— DIRECTION —
Find every line below that contains the string "seat", and copy each one. Case counts.

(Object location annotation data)
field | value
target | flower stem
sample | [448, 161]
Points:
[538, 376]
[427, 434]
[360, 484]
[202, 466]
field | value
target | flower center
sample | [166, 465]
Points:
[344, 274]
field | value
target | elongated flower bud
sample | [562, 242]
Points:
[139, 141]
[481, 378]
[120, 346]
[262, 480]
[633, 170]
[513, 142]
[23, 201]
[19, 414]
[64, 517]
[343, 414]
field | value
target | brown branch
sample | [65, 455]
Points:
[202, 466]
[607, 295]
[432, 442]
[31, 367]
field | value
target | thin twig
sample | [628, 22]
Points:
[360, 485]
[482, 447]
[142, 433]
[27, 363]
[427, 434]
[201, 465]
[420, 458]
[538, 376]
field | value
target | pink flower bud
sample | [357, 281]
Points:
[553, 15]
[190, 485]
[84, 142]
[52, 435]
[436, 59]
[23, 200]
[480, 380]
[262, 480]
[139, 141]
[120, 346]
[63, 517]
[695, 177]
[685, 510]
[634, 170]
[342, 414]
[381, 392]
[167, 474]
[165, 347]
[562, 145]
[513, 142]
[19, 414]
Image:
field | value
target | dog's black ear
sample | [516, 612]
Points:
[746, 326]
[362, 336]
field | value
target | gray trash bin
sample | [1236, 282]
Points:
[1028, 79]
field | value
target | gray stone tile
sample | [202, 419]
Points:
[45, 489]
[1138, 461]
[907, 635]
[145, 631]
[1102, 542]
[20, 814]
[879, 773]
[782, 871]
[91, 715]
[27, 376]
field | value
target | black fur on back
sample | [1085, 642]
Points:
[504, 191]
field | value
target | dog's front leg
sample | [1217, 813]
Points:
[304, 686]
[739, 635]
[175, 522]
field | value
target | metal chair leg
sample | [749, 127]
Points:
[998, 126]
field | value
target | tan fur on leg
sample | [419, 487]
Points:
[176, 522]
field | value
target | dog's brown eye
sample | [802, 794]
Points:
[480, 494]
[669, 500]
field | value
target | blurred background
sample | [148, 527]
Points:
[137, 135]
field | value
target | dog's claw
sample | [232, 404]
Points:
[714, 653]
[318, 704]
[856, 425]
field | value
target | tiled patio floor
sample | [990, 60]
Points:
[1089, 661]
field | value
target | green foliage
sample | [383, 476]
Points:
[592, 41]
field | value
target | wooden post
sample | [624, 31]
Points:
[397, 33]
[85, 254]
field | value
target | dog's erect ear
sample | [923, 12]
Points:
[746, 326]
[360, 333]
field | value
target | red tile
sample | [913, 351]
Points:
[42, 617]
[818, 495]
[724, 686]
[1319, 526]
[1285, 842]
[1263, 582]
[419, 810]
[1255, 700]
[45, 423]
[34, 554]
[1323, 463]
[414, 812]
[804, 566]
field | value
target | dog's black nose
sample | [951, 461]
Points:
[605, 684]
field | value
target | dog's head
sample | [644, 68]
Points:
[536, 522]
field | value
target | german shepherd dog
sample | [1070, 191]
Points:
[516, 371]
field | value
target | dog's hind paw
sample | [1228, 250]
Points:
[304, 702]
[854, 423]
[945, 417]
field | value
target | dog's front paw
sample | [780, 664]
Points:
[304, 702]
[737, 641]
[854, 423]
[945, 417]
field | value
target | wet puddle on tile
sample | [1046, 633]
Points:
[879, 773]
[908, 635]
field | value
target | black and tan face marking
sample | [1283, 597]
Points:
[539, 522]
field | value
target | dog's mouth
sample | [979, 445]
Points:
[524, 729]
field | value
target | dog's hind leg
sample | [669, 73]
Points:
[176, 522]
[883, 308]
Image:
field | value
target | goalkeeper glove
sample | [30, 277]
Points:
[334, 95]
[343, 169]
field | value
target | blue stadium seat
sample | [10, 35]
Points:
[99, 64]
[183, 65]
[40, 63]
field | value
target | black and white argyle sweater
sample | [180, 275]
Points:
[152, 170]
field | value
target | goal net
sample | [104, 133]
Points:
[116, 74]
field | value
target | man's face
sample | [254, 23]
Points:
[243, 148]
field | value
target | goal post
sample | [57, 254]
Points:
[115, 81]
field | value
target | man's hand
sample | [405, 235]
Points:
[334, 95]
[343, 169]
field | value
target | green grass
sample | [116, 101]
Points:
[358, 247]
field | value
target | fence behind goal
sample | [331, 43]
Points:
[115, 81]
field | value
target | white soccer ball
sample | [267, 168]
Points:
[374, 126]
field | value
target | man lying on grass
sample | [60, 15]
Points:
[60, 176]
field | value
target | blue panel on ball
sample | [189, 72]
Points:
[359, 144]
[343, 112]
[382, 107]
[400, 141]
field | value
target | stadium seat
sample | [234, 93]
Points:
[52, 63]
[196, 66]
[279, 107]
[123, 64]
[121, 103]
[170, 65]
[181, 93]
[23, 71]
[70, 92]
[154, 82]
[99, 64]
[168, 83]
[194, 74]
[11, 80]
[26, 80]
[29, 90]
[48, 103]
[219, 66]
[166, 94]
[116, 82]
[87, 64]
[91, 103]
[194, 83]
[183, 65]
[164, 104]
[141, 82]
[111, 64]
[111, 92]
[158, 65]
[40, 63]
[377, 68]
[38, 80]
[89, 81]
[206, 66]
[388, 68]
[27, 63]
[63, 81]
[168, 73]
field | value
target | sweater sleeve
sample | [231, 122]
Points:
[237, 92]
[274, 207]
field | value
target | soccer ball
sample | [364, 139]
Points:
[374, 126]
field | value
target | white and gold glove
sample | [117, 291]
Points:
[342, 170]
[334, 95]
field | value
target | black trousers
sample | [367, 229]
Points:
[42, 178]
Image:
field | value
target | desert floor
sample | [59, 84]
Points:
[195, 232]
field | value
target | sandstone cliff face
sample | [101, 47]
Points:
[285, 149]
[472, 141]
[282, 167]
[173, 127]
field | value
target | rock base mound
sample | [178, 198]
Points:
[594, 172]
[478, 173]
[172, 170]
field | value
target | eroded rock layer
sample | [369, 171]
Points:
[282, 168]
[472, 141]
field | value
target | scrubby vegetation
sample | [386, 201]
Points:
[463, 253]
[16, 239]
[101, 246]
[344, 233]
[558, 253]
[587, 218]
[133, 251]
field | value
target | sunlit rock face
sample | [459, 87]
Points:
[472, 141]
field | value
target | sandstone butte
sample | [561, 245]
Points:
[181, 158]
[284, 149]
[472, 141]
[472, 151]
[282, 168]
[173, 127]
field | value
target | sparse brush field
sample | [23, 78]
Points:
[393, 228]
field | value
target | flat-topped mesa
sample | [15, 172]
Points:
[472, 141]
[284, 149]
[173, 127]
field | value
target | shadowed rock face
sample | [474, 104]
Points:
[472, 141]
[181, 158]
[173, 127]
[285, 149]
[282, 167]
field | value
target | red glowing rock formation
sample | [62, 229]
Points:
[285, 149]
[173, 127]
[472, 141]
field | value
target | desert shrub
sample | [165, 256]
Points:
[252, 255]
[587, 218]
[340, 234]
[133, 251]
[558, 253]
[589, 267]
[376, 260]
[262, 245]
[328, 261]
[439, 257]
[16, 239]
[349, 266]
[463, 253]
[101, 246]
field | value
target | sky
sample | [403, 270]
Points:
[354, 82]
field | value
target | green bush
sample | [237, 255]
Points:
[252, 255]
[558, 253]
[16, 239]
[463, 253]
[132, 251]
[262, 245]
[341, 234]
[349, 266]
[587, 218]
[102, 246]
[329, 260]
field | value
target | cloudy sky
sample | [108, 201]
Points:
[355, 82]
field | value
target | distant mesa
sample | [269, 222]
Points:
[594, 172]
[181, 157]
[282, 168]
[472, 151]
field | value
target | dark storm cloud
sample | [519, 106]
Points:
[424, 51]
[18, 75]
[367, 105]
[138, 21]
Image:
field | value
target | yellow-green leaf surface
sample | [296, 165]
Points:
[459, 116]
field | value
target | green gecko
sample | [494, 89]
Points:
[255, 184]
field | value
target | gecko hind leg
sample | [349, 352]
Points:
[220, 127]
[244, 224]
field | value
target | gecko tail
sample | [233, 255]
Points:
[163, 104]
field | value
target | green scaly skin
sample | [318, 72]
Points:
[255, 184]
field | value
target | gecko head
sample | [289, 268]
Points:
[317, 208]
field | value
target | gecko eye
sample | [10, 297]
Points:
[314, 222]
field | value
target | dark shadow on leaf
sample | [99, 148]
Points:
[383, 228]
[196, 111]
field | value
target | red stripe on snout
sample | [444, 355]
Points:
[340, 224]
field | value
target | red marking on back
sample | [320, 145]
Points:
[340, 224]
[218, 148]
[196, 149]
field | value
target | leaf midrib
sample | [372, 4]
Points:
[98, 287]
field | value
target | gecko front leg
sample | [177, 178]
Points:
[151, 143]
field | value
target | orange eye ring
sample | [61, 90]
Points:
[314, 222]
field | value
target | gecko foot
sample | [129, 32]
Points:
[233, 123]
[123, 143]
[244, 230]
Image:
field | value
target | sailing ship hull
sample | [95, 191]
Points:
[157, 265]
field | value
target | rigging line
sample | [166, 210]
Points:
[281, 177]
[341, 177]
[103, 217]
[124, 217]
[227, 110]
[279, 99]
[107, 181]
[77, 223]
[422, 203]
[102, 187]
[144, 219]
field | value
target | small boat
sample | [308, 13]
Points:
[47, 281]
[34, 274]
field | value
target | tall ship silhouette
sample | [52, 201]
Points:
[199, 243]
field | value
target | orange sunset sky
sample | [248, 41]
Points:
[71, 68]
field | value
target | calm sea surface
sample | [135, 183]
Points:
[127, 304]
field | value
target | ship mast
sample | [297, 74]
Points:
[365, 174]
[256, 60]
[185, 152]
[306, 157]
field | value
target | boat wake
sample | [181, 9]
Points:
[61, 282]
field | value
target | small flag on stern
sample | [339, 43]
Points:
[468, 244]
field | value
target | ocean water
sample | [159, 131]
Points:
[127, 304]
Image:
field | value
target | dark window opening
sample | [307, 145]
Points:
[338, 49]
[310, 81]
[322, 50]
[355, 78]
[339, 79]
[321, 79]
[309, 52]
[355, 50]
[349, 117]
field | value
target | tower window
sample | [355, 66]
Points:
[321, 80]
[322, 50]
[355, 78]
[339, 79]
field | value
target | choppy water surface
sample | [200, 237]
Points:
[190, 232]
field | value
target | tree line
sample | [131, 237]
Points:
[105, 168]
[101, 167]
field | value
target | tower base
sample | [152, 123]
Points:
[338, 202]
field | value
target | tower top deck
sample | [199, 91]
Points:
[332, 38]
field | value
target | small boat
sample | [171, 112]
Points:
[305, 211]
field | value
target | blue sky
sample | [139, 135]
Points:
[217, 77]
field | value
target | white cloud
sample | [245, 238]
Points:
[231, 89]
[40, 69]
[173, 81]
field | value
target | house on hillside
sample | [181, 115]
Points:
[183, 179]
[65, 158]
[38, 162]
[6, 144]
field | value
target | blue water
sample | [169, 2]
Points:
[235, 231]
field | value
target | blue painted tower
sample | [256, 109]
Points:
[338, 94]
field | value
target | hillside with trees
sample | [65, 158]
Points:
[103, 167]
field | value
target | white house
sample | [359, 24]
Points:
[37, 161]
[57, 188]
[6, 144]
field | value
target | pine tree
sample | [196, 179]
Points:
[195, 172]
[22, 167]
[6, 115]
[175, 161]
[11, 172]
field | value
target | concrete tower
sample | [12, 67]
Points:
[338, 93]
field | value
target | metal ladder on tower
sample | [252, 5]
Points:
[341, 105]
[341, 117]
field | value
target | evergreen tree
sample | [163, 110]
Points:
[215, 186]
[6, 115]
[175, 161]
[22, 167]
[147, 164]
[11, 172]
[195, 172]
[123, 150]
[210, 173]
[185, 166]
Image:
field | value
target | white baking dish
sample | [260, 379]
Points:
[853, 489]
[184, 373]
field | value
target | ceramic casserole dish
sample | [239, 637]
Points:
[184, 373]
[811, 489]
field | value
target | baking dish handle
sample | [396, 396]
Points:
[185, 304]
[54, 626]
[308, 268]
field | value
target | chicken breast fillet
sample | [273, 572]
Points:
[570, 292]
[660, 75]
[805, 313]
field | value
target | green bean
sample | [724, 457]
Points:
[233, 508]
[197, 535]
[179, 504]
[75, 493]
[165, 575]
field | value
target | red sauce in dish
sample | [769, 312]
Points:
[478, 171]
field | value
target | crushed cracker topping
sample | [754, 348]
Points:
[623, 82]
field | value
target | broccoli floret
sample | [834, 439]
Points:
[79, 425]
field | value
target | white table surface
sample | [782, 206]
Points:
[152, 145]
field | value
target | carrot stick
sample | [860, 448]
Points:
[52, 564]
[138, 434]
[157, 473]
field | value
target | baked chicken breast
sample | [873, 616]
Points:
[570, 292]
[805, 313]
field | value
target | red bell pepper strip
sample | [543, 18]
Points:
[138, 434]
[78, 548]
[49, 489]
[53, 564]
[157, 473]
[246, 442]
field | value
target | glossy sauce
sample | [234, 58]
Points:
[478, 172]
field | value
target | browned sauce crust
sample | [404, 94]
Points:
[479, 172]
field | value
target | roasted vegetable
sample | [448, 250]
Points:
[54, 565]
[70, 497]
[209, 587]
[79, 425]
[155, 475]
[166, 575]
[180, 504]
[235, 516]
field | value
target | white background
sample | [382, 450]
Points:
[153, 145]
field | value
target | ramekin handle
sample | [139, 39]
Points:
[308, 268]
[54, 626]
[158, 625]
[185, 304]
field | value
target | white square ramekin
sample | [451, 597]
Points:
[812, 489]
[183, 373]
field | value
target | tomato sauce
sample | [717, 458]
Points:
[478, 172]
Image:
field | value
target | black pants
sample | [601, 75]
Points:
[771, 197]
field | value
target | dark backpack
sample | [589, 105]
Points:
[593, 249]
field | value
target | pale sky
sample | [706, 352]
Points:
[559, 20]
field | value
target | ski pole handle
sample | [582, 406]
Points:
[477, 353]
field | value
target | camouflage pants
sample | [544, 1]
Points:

— SOLUTION TO THE EXERCISE —
target | blue stadium seat
target | stadium seat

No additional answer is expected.